## TASK GOAL
Your task is to give the records again exactly. Leave each picture out.

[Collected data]
• • • •

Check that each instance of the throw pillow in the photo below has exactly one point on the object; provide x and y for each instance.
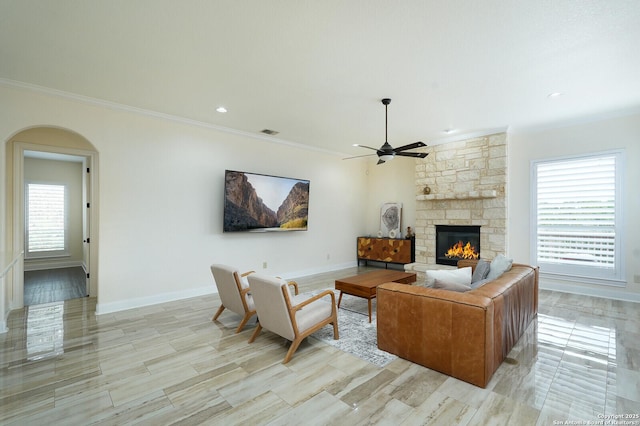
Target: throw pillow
(499, 265)
(479, 284)
(481, 271)
(459, 276)
(450, 285)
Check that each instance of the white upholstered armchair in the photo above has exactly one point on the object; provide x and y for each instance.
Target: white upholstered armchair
(233, 290)
(290, 316)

• • • •

## RESULT BELOW
Check that each instance of the throw pillow in the photo below has exactly one point on the object; provide x and y for each instance.
Target: throw pillow
(499, 265)
(479, 284)
(481, 271)
(459, 276)
(450, 285)
Check that each instance of the white upholstered armchair in the photo above has exactly one point on the object; provide x and y for each instance.
Target: white upholstered armchair
(233, 290)
(290, 316)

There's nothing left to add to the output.